## Data lines

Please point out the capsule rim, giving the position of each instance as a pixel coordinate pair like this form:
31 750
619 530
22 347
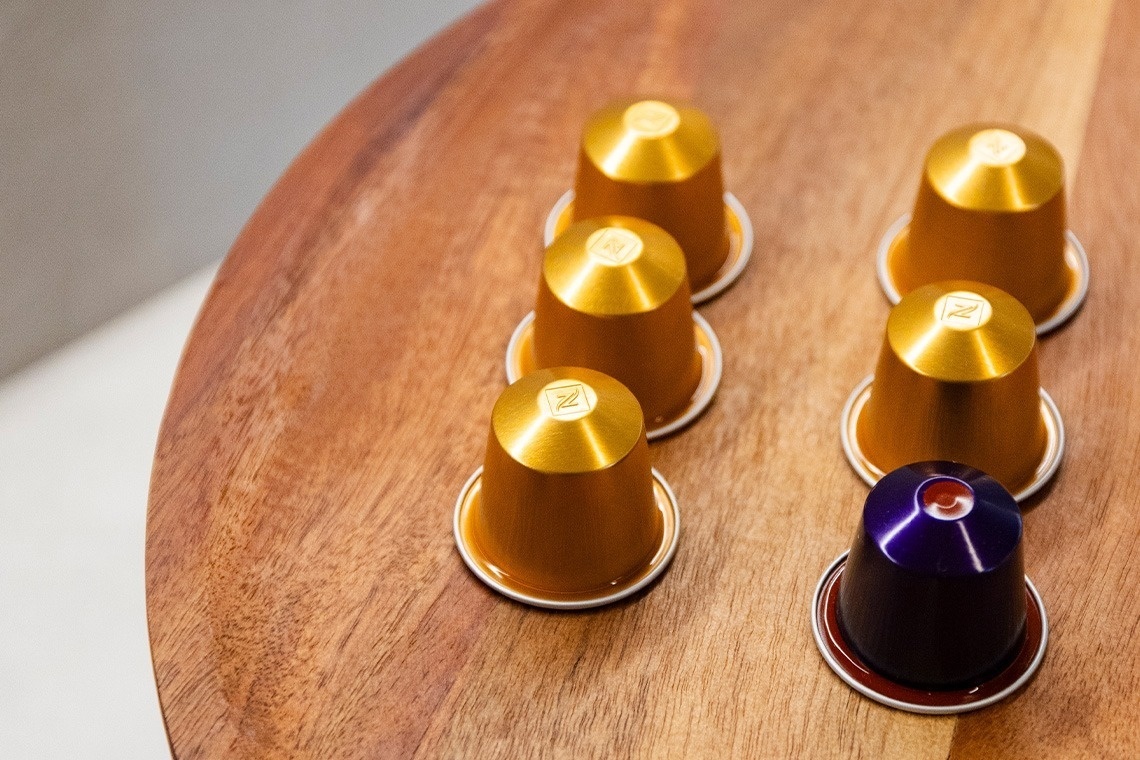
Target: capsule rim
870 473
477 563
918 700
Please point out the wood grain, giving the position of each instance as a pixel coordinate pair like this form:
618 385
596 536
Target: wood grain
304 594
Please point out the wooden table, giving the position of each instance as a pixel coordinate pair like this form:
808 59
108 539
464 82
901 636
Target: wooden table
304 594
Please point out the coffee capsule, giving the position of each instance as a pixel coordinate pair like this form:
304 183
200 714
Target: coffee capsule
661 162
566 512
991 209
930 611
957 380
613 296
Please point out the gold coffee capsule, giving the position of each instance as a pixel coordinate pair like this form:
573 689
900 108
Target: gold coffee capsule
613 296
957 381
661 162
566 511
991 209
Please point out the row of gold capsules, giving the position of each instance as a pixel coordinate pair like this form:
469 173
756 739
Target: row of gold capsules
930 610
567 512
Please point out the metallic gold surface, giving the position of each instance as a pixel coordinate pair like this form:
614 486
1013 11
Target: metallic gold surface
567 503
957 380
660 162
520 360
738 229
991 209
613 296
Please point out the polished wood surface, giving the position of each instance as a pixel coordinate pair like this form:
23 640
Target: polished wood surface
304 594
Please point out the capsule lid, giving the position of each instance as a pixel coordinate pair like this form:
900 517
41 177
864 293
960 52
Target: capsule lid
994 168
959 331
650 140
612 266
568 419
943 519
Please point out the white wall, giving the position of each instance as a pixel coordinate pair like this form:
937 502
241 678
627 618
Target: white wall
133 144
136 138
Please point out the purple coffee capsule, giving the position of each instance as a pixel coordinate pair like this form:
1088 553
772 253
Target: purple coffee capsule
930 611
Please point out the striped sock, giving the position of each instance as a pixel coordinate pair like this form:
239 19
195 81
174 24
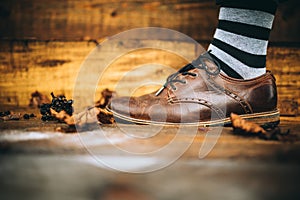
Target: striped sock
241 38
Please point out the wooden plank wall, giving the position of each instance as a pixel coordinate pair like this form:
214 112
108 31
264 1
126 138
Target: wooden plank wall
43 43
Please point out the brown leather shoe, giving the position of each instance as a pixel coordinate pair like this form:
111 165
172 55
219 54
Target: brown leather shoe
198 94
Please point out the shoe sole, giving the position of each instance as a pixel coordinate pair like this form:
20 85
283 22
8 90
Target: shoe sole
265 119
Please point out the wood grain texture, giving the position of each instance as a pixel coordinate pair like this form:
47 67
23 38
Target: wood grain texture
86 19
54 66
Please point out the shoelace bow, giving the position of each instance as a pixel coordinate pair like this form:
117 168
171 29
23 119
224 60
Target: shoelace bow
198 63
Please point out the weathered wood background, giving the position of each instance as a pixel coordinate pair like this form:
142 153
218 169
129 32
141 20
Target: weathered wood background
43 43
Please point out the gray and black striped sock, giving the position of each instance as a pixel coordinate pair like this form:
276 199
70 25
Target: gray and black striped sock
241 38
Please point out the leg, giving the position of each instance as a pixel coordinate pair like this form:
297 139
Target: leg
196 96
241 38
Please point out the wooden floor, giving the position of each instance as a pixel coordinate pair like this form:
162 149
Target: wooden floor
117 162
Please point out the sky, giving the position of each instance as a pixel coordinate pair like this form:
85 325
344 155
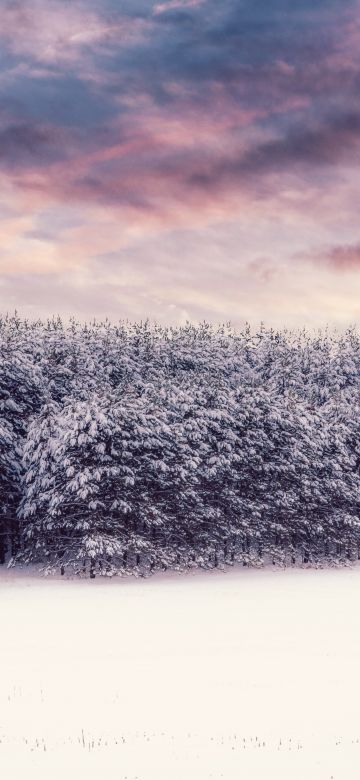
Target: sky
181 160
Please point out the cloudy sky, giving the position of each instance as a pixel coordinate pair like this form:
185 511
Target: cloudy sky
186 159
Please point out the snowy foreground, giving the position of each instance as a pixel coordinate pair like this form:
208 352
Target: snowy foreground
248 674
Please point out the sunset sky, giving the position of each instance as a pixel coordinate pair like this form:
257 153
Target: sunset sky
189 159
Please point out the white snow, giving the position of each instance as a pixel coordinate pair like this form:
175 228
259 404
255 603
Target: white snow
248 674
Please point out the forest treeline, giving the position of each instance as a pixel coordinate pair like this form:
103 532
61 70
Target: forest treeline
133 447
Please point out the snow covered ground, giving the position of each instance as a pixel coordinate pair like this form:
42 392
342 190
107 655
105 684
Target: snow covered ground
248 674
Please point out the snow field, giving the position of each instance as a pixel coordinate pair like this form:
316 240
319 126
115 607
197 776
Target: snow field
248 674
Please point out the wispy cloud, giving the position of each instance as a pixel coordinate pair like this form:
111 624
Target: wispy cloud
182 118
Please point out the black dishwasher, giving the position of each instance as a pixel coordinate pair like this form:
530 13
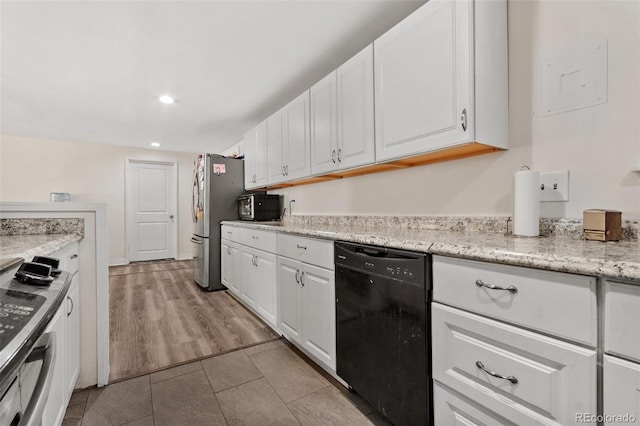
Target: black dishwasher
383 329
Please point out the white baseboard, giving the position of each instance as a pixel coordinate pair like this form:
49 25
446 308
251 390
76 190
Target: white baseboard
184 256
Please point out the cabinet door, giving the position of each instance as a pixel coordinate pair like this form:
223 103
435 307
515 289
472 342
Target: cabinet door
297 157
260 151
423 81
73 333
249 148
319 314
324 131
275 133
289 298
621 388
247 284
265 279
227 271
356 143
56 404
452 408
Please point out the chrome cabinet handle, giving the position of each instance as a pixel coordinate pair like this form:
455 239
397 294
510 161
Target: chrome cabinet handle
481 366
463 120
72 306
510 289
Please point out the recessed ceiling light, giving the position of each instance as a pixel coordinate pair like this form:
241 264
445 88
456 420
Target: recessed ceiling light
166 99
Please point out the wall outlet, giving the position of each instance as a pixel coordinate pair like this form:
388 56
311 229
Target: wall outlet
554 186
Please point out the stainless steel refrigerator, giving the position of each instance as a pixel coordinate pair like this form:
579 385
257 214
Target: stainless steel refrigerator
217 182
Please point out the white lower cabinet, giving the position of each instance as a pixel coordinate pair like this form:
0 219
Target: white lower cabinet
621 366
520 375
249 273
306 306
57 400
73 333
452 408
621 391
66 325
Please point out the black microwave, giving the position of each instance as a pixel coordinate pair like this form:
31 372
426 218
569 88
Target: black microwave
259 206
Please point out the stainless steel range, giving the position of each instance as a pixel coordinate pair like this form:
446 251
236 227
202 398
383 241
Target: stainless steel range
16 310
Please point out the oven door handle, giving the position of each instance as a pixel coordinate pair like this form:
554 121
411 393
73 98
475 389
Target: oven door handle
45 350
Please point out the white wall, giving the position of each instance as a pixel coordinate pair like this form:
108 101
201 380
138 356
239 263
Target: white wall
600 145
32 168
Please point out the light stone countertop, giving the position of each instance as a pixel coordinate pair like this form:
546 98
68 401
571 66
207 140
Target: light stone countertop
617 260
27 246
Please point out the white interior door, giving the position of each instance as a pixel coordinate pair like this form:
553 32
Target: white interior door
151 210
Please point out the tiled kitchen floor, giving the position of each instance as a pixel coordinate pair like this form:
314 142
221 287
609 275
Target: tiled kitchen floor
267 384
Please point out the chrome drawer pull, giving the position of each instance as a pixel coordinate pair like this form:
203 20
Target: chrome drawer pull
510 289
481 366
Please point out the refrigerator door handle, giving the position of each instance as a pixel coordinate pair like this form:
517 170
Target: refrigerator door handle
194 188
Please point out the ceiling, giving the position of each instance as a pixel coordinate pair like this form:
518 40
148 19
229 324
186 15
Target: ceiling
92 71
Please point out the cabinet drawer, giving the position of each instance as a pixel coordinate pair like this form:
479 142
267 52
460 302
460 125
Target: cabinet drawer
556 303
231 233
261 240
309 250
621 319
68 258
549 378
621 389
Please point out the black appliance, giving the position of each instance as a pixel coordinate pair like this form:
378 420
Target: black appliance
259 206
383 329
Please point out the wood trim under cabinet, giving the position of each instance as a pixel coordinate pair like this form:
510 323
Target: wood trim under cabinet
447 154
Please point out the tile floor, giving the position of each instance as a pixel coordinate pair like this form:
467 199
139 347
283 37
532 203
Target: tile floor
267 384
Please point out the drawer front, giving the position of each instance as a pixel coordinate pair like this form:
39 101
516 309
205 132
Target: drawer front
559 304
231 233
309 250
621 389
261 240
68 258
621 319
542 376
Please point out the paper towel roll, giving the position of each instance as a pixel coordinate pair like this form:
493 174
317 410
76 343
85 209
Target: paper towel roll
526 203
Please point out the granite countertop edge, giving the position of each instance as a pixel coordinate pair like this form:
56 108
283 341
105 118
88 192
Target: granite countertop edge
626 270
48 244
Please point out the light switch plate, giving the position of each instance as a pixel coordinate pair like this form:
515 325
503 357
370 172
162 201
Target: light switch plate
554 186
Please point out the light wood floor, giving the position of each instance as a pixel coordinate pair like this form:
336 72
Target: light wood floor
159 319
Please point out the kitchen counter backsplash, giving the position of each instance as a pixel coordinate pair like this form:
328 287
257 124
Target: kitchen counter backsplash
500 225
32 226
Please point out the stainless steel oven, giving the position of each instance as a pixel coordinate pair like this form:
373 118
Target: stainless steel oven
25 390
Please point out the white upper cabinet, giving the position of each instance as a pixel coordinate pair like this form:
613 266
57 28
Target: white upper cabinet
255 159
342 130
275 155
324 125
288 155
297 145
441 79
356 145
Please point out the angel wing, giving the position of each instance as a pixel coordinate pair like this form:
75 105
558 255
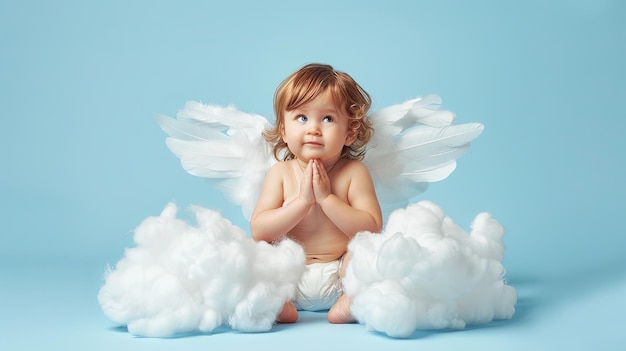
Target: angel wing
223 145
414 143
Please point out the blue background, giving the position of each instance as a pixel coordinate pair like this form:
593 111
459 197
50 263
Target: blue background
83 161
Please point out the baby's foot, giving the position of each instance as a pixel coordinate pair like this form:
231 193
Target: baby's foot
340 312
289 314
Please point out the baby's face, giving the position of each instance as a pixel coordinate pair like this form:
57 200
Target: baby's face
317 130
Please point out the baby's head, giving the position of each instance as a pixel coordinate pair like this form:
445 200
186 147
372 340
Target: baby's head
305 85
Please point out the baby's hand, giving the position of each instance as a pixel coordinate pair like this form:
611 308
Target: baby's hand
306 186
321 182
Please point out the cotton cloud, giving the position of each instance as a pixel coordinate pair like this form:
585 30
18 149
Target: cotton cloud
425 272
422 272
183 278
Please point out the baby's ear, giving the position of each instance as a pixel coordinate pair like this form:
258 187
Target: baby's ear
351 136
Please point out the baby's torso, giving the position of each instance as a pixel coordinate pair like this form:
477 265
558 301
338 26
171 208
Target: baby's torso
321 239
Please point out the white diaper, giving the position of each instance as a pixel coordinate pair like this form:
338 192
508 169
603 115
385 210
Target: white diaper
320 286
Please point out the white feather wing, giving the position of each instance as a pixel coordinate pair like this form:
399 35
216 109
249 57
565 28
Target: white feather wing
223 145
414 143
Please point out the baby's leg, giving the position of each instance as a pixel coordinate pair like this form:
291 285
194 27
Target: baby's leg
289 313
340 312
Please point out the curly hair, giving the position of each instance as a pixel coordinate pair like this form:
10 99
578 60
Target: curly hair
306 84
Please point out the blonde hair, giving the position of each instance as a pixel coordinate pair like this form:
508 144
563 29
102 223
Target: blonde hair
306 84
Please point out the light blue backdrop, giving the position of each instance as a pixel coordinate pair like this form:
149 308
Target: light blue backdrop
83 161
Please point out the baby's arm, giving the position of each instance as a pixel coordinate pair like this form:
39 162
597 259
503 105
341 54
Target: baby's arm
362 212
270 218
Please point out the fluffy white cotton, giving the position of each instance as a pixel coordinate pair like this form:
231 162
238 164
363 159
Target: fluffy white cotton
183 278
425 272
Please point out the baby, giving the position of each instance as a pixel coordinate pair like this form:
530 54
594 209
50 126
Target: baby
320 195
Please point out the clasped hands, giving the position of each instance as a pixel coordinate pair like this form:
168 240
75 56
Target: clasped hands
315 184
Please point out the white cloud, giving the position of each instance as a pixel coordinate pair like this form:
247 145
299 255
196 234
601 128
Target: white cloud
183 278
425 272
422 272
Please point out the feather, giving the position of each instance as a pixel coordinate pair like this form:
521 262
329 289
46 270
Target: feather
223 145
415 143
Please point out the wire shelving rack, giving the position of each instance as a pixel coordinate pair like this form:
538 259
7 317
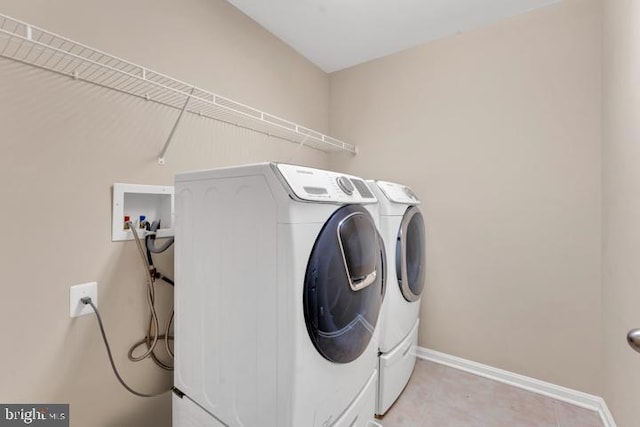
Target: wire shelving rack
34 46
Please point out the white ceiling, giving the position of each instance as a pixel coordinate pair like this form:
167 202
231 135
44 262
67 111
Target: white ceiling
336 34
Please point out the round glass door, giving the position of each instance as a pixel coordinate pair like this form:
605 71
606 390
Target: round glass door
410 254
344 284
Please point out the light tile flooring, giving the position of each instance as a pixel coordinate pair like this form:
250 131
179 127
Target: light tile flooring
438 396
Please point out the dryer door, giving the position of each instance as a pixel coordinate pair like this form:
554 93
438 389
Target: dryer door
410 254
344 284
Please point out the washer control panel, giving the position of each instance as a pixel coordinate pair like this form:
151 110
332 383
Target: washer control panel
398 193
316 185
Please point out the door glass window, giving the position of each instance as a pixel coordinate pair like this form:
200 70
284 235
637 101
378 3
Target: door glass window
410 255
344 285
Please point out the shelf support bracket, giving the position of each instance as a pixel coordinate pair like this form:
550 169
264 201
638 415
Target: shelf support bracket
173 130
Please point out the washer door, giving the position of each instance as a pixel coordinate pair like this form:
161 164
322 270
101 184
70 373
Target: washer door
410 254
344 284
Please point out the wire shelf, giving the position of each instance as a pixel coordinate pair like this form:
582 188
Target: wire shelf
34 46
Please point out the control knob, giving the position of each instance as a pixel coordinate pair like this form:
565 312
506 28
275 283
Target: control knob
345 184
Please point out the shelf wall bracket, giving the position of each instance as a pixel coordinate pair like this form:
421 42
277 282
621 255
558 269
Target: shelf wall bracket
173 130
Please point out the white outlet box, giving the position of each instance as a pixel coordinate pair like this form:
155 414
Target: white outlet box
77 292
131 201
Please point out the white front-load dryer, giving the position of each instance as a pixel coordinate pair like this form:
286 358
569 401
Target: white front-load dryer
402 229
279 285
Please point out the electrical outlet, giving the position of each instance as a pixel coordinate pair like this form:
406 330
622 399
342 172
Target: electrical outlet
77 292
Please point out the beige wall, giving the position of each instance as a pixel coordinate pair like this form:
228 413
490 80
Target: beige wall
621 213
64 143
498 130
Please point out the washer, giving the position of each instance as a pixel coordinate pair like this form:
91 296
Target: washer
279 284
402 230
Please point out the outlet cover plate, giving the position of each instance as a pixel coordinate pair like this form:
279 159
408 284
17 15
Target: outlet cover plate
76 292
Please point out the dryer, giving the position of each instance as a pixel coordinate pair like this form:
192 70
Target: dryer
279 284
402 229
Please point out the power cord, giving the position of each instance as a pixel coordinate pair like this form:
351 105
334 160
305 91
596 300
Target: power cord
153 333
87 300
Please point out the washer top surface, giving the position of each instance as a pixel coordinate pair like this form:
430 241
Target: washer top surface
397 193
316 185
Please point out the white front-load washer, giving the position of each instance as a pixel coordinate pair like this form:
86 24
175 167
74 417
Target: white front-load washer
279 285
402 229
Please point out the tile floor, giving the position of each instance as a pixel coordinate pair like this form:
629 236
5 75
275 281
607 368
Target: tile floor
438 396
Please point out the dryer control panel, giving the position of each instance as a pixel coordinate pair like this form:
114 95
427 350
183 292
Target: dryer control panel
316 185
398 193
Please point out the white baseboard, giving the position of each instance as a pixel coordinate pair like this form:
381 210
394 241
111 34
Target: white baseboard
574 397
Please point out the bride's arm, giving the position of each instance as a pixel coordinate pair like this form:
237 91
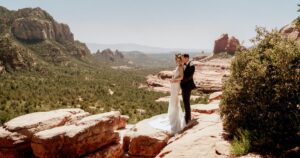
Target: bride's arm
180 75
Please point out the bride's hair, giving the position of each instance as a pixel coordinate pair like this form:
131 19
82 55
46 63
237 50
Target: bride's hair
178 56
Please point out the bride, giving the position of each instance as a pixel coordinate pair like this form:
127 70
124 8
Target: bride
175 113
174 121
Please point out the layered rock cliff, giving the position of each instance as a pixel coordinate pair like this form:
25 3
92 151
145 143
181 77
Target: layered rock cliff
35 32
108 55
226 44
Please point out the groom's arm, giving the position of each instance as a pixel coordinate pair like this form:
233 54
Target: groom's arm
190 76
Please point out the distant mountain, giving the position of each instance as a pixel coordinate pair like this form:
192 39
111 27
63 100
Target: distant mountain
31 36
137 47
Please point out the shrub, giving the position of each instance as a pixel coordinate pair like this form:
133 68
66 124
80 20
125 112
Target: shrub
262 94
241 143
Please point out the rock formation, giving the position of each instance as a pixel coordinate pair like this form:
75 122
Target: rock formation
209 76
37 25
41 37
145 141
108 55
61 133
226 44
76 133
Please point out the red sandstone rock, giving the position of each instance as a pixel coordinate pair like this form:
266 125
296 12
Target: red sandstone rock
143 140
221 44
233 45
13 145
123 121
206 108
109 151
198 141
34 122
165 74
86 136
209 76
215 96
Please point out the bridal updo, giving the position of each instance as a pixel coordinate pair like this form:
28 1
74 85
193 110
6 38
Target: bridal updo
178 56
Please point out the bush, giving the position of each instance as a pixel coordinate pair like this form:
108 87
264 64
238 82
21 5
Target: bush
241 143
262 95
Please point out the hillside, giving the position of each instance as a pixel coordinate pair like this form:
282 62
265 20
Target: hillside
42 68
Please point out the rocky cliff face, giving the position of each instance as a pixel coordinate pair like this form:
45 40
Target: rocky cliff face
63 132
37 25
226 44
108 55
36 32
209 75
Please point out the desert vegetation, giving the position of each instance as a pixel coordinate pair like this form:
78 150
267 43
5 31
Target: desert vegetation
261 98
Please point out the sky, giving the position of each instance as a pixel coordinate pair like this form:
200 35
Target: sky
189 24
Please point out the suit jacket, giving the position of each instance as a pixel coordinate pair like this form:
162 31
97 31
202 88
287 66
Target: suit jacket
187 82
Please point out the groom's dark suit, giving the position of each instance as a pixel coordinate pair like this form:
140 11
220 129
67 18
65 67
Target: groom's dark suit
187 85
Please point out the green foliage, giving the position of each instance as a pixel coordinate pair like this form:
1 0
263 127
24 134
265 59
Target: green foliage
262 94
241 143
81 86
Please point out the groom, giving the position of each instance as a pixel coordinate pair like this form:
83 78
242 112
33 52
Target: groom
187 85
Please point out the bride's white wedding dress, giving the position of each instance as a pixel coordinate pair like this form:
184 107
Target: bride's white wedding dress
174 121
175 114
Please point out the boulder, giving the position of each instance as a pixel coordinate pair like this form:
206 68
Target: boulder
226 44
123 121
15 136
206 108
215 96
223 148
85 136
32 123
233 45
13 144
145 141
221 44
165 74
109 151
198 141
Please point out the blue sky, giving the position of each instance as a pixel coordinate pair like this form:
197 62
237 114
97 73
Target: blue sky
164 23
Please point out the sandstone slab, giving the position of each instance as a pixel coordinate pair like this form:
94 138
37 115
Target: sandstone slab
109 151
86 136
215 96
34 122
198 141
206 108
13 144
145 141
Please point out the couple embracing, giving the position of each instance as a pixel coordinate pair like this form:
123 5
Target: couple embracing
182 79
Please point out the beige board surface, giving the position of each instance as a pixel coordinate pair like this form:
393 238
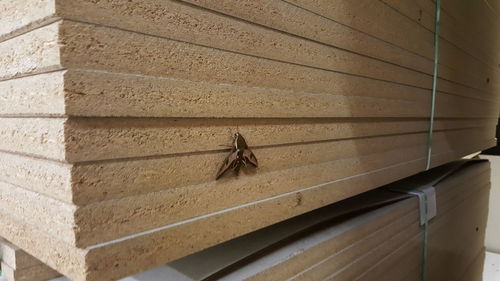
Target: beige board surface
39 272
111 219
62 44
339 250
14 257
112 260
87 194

## What the exercise asks
Retype exactly the lines above, starting at the line containing "Please point out the groom's dark" and ending with the last line, both included; leave out the pictures.

## Reply
Please point out the groom's dark suit, giving the position of each instance as a pixel coordinate pair like this form:
140 11
220 129
67 18
65 67
Target: groom's dark suit
187 85
Please point out the green foliage, giving the position of each instance as a pixel coordinate pair like this form:
1 0
263 127
24 134
265 59
Target: green foliage
262 94
241 143
81 86
Please point out the groom, giving the position of each instance as a pixel coordinate pair like this form:
83 78
242 112
33 52
Target: groom
187 85
Please point out the bride's white wedding dress, giving the position of each instance as a pixel coordinate pair like this form:
184 107
Target: bride's white wedding dress
174 121
175 114
Please point out the boulder, giving the position of each instance as a pixel coordinate pair like this form:
206 68
Target: boulder
226 44
123 121
15 136
206 108
215 96
223 148
85 136
32 123
233 45
13 144
145 141
221 44
165 74
109 151
198 141
Please point out the blue sky, giving the position of each instance as a pixel coordinate pair like this form:
197 62
237 114
97 73
Target: blue sky
164 23
Please point out the sandstone slab, giving the position of each instance as a pixel coordinate pair like this form:
94 138
37 115
Target: sandstone slab
109 151
86 136
215 96
34 122
198 141
206 108
13 144
145 141
Please point out the couple embracing, giving the position of each instance as a pixel coordinate pair like this form:
123 5
Target: couple embracing
182 79
Please point out the beige board surface, giving the position of each instance as a pixel coordinate pair like this form:
393 238
Target: beige board surface
39 272
111 219
62 44
339 250
14 257
112 260
87 194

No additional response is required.